**Passage shown**
────────

African governments need to commit resources to sustain biotech industry in Africa – Prof Gordon Awandare

Sammy Danso Eghan
Sammy Danso Eghan
5 Min Read

Director of the West African Center for Cell Biology and Infectious Pathogens (WACCBIP), Prof. Gordon Awandare has called on African governments to create opportunities for sustainability of the biotechnology industry in Africa.

He made this call at the opening of the Building Basic Science Capacity for Sustainable Research in Africa webinar organized by BlackInImmuno yesterday.

He said it is high time African governments commit resources to complement the work of African immunologists.

The desire is there. The young people are motivated. They are ready for opportunities, and they are just looking for a chance to develop their talents. And so we’ve made progress but would African governments step up? Would they commit the resources that they need to do…to make this type of effort sustainable…to make sure the environment that we are creating can be sustained.

Prof Awandare further emphasized the need for a vibrant biotechnology industry and private sector partnerships with the biotechnology training institutes to absorb trainees, and utilize their knowledge to create products and drive innovation.

In West Africa and in many parts of Africa, there’s hardly any biotech industry. And so a lot of the work we do… we don’t have the private sector partners that need to take the knowledge, and take it further to develop it into products, to innovate. In addition, we need the private sector as an outlet for the people with training. We’re training so many people…we don’t want all of them to be in universities or research institutions. We need them to take the knowledge and go to the industries to innovate and create products. And so we need a vibrant industry to be able to provide an opportunity for the trainees coming out of institutions such as WACCBIP

Prof Awandare charged young scientists to be committed, hone their technical skills and ethics, and be deliberate about their professional development.

You need to be committed to what you are doing. I always ask my students how badly do you want to succeed and what are you willing to give for it? We need to be able to make some sacrifices in other to be successful, because in where we are nothing comes easy, and you to really need to go above and beyond to become successful. So you need the full commitment. You need to be competent. You need to be honest with yourselves. You need realise that in order to be successful, you need to be technically good, you need to be good in writing and be able to speak well. So if you are lacking in any these areas you have to seek help and build your capacity in those areas, because these are three key aspects of your skill set that you need in order to be successful as a scientist. You need a good work ethic, you need to be competitive, consistent.

Biotechnology is a powerful tool to modify genetics in crops and animals that would otherwise be impossible through classical breeding. Harnessing this offers Africa an unparalleled opportunity to circumvent a range of challenges in crop and animal agriculture.

In 1998, South Africa became the first African country to plant biotech crops, beginning with insect-resistant cotton, followed by maize and soybeans. Only six other African countries have approved Genetically Modified crops: Sudan, eSwatini, Ethiopia, Malawi, Nigeria and Kenya. 

Sudan, Malawi, and Nigeria grow GM cotton, while field trials of several other GM crops — cassava, cowpea, banana and Irish potato are taking place in Mozambique, Kenya, Uganda, Ghana, Burkina Faso and Rwanda.

These countries belong to the Open Forum on Agricultural Biotechnology (OFAB), established by the African Agricultural Technology Foundation (AATF) in 2006 as a platform for advancing stakeholder interactions on agriculture biotechnology, and supported by AUDA-NEPAD.

────────

**Study questions**
1. Transcribe the biotechnology article word for word, starting at the words "He made this" and ending after "can be sustained.".
2. List the GM crops that the biotechnology article says are in field trials.
The rows after the biotechnology article come from a separate source.

**Record excerpts**
────────

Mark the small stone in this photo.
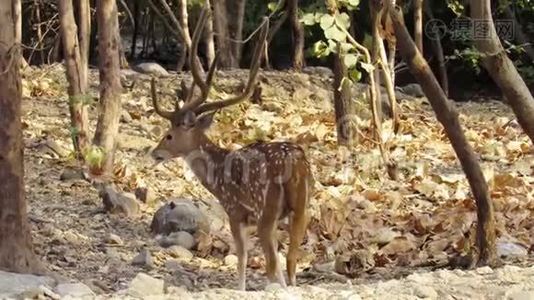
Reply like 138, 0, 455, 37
100, 185, 139, 217
224, 254, 239, 267
21, 285, 61, 300
159, 231, 196, 250
55, 282, 95, 298
120, 110, 133, 123
127, 273, 164, 298
165, 245, 193, 261
265, 282, 283, 293
165, 259, 183, 271
414, 285, 438, 299
497, 242, 528, 259
105, 233, 123, 245
132, 62, 170, 77
0, 271, 56, 299
132, 249, 154, 268
150, 199, 210, 237
59, 168, 85, 181
506, 291, 534, 300
135, 187, 157, 205
475, 266, 493, 275
339, 291, 362, 300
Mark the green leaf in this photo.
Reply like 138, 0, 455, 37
300, 13, 316, 26
324, 26, 347, 42
321, 14, 334, 32
267, 2, 278, 12
349, 69, 362, 82
339, 42, 354, 53
360, 62, 375, 73
343, 54, 359, 69
348, 0, 360, 7
312, 41, 331, 58
335, 13, 350, 29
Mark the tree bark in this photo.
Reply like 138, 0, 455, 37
333, 47, 356, 146
177, 0, 197, 68
413, 0, 424, 54
59, 0, 88, 160
287, 0, 305, 71
230, 0, 247, 67
213, 0, 237, 69
76, 0, 91, 87
130, 1, 141, 59
204, 0, 215, 66
471, 0, 534, 142
93, 0, 122, 174
0, 0, 38, 273
424, 1, 449, 97
390, 0, 497, 265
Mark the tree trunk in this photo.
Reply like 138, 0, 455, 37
177, 0, 197, 68
204, 0, 215, 66
413, 0, 424, 54
59, 0, 88, 160
424, 1, 449, 97
93, 0, 122, 174
333, 49, 356, 146
471, 0, 534, 142
76, 0, 91, 88
213, 0, 236, 69
390, 0, 497, 265
287, 0, 305, 71
130, 1, 141, 59
0, 0, 39, 273
230, 0, 247, 67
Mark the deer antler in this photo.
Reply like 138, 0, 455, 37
151, 8, 213, 121
195, 17, 269, 115
151, 7, 269, 121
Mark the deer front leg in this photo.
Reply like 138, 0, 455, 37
230, 218, 248, 291
258, 215, 286, 287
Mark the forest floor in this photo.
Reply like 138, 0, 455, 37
19, 65, 534, 299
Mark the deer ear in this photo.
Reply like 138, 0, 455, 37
197, 111, 215, 129
183, 111, 197, 127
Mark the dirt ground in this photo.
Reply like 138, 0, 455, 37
23, 65, 534, 299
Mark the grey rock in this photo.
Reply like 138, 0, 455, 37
132, 62, 170, 77
120, 110, 133, 123
506, 291, 534, 300
104, 233, 123, 245
0, 271, 56, 299
165, 245, 193, 261
150, 199, 209, 237
55, 282, 95, 298
59, 168, 86, 181
414, 285, 438, 299
224, 254, 238, 267
127, 273, 164, 298
100, 185, 139, 217
302, 66, 334, 77
497, 242, 528, 258
158, 231, 196, 250
132, 249, 154, 268
397, 83, 425, 97
134, 187, 157, 205
18, 285, 61, 300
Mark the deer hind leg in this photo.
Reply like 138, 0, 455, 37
258, 210, 286, 287
287, 181, 309, 285
230, 218, 248, 291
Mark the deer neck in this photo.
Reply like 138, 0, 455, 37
185, 135, 230, 193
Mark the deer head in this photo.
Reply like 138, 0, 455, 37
151, 8, 269, 162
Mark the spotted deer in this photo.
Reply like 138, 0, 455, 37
151, 9, 313, 290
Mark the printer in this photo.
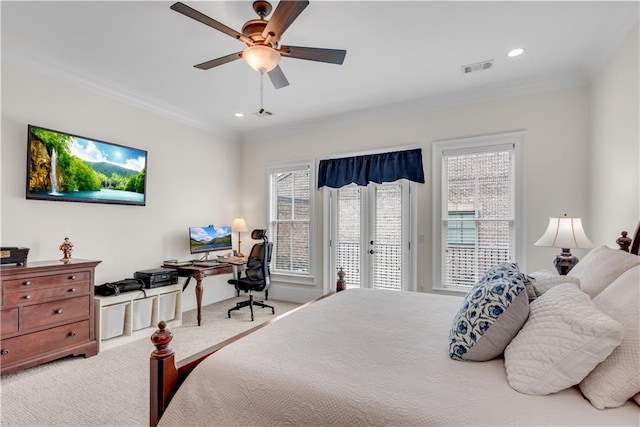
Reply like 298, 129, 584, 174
133, 268, 178, 289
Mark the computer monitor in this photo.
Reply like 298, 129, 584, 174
189, 225, 232, 254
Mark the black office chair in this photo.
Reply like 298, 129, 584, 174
227, 230, 276, 321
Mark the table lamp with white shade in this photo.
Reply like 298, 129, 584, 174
231, 218, 249, 256
534, 214, 593, 276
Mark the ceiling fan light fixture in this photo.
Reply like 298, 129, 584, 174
242, 45, 280, 73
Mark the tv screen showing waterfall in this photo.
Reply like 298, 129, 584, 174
27, 125, 147, 206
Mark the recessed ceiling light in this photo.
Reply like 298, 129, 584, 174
507, 47, 524, 58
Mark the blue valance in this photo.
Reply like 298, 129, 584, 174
318, 148, 424, 188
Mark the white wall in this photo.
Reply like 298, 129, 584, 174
240, 87, 589, 298
588, 26, 640, 247
0, 64, 239, 310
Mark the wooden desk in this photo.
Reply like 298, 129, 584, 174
160, 262, 244, 326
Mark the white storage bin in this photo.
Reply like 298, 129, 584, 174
158, 292, 177, 322
100, 303, 127, 340
131, 298, 153, 331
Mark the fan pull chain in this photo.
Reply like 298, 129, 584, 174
260, 71, 264, 111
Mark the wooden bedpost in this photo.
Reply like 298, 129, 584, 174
616, 231, 631, 252
149, 320, 178, 427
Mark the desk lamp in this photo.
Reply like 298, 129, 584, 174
534, 214, 593, 276
231, 218, 249, 256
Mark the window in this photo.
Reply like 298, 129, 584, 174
269, 163, 313, 275
433, 133, 524, 290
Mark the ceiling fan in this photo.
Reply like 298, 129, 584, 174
171, 0, 347, 89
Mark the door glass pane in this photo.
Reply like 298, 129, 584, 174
370, 184, 402, 290
335, 187, 361, 288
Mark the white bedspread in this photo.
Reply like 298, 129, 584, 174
160, 289, 640, 426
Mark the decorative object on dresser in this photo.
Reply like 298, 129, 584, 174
60, 237, 73, 262
0, 259, 101, 374
0, 246, 29, 265
534, 214, 593, 276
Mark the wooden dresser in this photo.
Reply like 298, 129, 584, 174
0, 259, 100, 374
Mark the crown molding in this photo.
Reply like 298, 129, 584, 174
2, 39, 238, 141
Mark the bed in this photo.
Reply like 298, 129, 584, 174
150, 224, 640, 427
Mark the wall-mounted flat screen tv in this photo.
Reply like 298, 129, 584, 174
27, 125, 147, 206
189, 225, 232, 254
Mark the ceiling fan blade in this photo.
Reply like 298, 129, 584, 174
262, 0, 309, 44
277, 46, 347, 64
171, 2, 253, 44
194, 52, 242, 70
267, 65, 289, 89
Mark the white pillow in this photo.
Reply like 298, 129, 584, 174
567, 246, 640, 298
580, 266, 640, 409
529, 270, 580, 297
504, 284, 622, 395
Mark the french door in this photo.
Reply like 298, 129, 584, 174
329, 182, 413, 290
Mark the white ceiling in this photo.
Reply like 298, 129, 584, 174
1, 0, 639, 139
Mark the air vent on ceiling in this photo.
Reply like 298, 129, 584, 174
462, 59, 493, 74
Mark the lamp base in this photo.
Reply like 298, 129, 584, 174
553, 248, 579, 276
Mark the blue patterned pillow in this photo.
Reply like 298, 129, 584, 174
449, 263, 529, 361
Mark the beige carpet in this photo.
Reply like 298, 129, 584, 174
0, 296, 298, 426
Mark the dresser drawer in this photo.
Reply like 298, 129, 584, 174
2, 282, 91, 307
2, 271, 91, 292
0, 308, 18, 336
0, 320, 90, 365
22, 295, 90, 331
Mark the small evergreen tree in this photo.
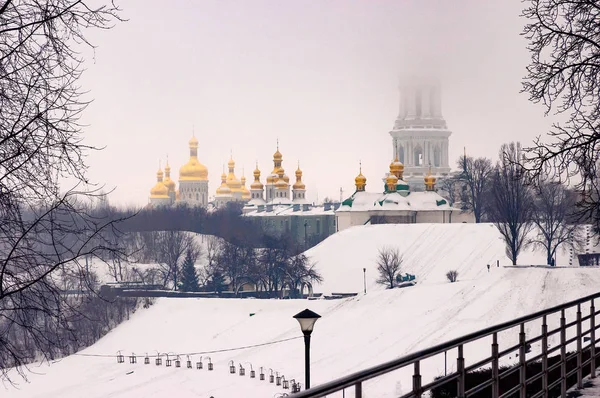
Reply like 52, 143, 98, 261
181, 249, 199, 292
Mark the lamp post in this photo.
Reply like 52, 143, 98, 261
363, 268, 367, 294
294, 309, 321, 390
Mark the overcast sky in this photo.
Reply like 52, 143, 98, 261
82, 0, 550, 206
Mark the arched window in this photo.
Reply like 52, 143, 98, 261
398, 145, 404, 163
415, 145, 423, 167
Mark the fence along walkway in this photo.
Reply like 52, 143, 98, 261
292, 293, 600, 398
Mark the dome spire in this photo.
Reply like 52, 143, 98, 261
354, 160, 367, 192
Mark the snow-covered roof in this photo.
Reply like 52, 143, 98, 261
337, 191, 456, 212
244, 205, 335, 217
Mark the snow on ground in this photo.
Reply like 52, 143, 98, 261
7, 224, 600, 398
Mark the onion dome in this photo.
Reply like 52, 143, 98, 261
354, 165, 367, 192
385, 174, 398, 192
250, 164, 264, 189
293, 164, 306, 189
163, 160, 175, 192
226, 158, 242, 192
179, 137, 208, 181
424, 167, 436, 191
390, 156, 404, 180
241, 176, 250, 200
275, 178, 288, 189
217, 173, 231, 195
150, 169, 169, 199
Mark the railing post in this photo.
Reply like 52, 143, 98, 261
542, 315, 548, 398
519, 323, 527, 398
413, 361, 421, 398
456, 344, 466, 398
590, 299, 596, 379
354, 381, 362, 398
577, 304, 583, 388
560, 309, 567, 397
492, 332, 500, 398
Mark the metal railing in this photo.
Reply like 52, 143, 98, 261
290, 293, 600, 398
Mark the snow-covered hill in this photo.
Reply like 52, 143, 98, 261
7, 224, 600, 398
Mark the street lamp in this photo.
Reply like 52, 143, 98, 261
294, 309, 321, 390
363, 268, 367, 294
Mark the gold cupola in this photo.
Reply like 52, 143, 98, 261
354, 164, 367, 192
424, 166, 436, 191
390, 156, 404, 180
385, 174, 398, 192
163, 158, 175, 192
250, 163, 264, 189
179, 136, 208, 181
150, 167, 169, 199
217, 170, 231, 195
292, 162, 306, 189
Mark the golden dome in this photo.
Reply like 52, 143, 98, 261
390, 156, 404, 180
275, 178, 288, 189
250, 164, 264, 189
354, 164, 367, 191
241, 176, 250, 200
385, 174, 398, 192
293, 165, 306, 189
163, 160, 175, 192
179, 137, 208, 181
217, 173, 231, 195
150, 169, 169, 199
226, 158, 242, 192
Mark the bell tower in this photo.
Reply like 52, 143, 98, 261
390, 77, 452, 190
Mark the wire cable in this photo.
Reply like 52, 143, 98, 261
72, 336, 303, 358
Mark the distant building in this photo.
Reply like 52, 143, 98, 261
390, 77, 452, 191
149, 137, 208, 206
335, 159, 473, 231
243, 148, 336, 246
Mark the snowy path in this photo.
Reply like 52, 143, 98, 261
7, 224, 600, 398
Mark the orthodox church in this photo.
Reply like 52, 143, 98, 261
149, 137, 308, 212
244, 145, 309, 213
150, 137, 208, 206
335, 158, 472, 231
390, 77, 452, 191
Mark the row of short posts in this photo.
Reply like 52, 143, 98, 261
117, 351, 214, 370
229, 360, 300, 392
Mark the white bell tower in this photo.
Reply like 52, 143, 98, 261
390, 77, 452, 190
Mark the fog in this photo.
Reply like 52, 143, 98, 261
82, 0, 550, 206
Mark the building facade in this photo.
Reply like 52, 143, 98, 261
149, 136, 208, 206
335, 159, 474, 231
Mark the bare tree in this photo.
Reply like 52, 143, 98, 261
523, 0, 600, 230
456, 156, 494, 223
438, 176, 461, 206
0, 0, 125, 376
377, 247, 403, 289
156, 231, 200, 290
489, 142, 533, 265
286, 253, 323, 297
532, 181, 581, 265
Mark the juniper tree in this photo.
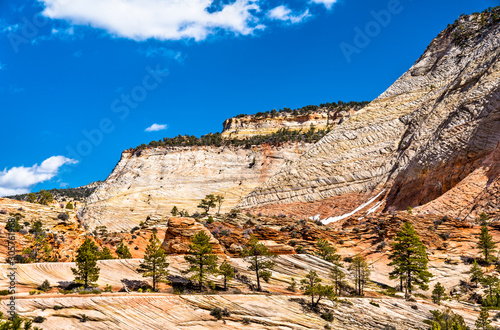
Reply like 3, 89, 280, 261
389, 221, 432, 299
477, 223, 496, 263
432, 282, 446, 305
470, 260, 484, 285
219, 260, 234, 290
475, 309, 495, 330
316, 239, 340, 262
99, 246, 115, 260
330, 262, 345, 296
241, 235, 276, 291
215, 195, 224, 214
137, 232, 169, 291
170, 205, 179, 217
184, 231, 217, 291
300, 270, 335, 308
198, 194, 217, 214
115, 240, 132, 259
71, 238, 99, 288
349, 254, 370, 296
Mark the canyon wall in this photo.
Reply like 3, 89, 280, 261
239, 10, 500, 219
80, 142, 311, 230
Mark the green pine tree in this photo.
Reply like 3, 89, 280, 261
137, 232, 169, 291
330, 262, 345, 296
99, 246, 115, 260
241, 235, 276, 291
71, 238, 99, 288
477, 223, 496, 263
349, 254, 370, 296
198, 194, 217, 214
219, 260, 234, 290
170, 205, 179, 217
389, 221, 432, 299
300, 270, 335, 308
116, 240, 132, 259
431, 282, 446, 305
470, 260, 484, 285
184, 231, 218, 291
475, 309, 495, 330
316, 239, 340, 262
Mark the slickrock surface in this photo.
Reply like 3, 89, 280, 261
81, 143, 310, 230
2, 294, 488, 330
239, 14, 500, 222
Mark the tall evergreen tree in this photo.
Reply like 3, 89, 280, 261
198, 194, 217, 214
137, 232, 169, 291
330, 262, 345, 296
71, 238, 99, 288
116, 240, 132, 259
431, 282, 446, 305
389, 221, 432, 299
300, 270, 335, 308
477, 223, 496, 263
470, 260, 484, 285
241, 235, 276, 291
316, 239, 340, 262
349, 254, 370, 296
475, 309, 495, 330
184, 231, 217, 291
219, 260, 234, 290
215, 195, 224, 214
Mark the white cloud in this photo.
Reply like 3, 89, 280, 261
311, 0, 337, 9
0, 156, 77, 196
267, 6, 310, 24
146, 124, 167, 132
40, 0, 262, 41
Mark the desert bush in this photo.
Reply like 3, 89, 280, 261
321, 312, 333, 322
33, 316, 45, 323
37, 280, 51, 292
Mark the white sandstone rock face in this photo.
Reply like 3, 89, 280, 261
239, 17, 500, 220
80, 143, 311, 230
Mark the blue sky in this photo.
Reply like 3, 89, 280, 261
0, 0, 499, 195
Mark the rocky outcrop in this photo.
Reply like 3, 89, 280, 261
239, 8, 500, 222
81, 142, 311, 230
162, 218, 224, 254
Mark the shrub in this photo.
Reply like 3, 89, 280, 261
37, 280, 51, 292
33, 316, 45, 323
321, 312, 333, 322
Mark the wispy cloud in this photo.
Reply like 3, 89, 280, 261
0, 156, 77, 196
310, 0, 337, 9
139, 46, 184, 62
267, 5, 311, 24
145, 124, 167, 132
40, 0, 261, 41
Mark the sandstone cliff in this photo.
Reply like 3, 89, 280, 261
239, 8, 500, 223
81, 143, 311, 230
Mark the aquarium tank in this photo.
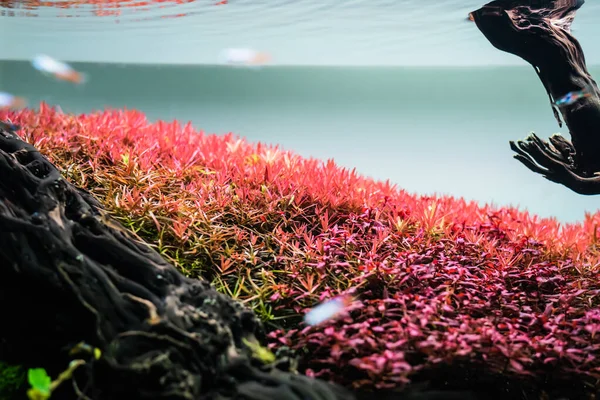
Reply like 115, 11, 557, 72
0, 0, 600, 400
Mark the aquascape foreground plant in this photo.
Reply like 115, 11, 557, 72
0, 104, 600, 391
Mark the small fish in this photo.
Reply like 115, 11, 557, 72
304, 296, 353, 326
219, 48, 271, 66
31, 54, 87, 84
554, 88, 592, 107
0, 121, 21, 132
0, 92, 27, 110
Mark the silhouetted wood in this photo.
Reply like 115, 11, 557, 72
0, 125, 354, 400
469, 0, 600, 195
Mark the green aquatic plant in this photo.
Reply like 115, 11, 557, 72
0, 105, 600, 389
27, 342, 102, 400
0, 361, 27, 400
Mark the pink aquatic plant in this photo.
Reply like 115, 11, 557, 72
0, 104, 600, 396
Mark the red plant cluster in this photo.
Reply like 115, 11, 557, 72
0, 104, 600, 394
0, 0, 202, 18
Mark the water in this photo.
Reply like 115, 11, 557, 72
0, 0, 600, 222
0, 0, 600, 66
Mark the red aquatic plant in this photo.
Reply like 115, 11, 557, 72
0, 104, 600, 394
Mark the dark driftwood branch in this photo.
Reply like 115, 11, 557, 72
0, 122, 354, 400
470, 0, 600, 195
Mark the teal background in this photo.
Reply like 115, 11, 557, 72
0, 61, 600, 222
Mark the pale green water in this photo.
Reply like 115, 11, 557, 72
0, 62, 600, 222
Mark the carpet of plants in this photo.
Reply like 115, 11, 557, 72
0, 103, 600, 396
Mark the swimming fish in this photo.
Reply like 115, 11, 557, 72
31, 54, 87, 84
0, 121, 21, 132
304, 295, 353, 326
219, 48, 271, 66
554, 88, 592, 107
0, 92, 27, 110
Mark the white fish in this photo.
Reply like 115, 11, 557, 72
304, 296, 352, 326
0, 92, 27, 110
219, 48, 271, 66
31, 54, 87, 83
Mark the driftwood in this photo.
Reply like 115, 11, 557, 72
469, 0, 600, 195
0, 122, 497, 400
0, 125, 354, 400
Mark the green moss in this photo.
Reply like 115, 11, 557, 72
0, 361, 27, 400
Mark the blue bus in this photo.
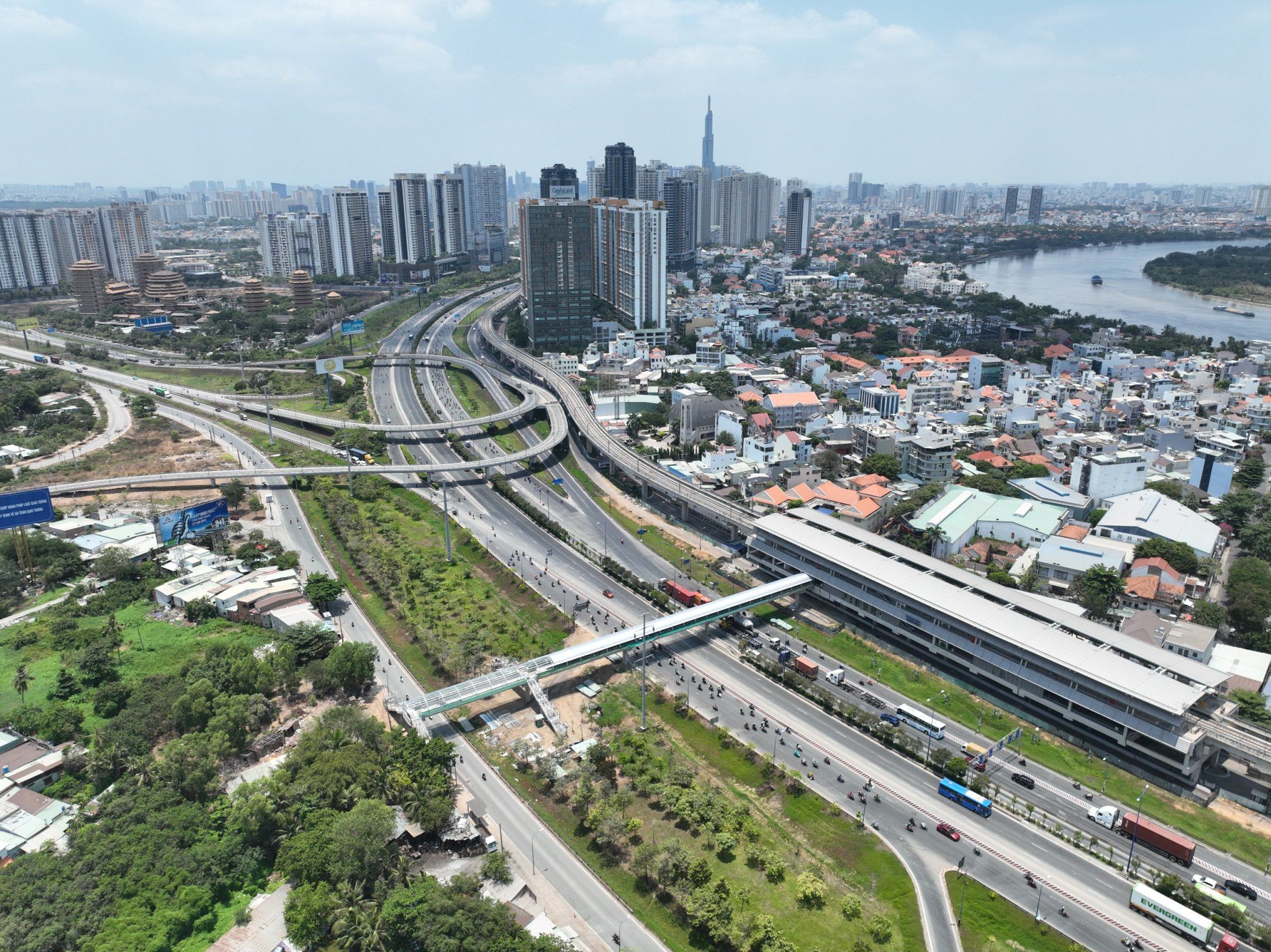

────────

**Solution list**
1.
He made this call at the opening of the Building Basic Science Capacity for Sustainable Research in Africa webinar organized by BlackInImmuno yesterday.

He said it is high time African governments commit resources to complement the work of African immunologists.

The desire is there. The young people are motivated. They are ready for opportunities, and they are just looking for a chance to develop their talents. And so we’ve made progress but would African governments step up? Would they commit the resources that they need to do…to make this type of effort sustainable…to make sure the environment that we are creating can be sustained.

2. Cassava, cowpea, banana, Irish potato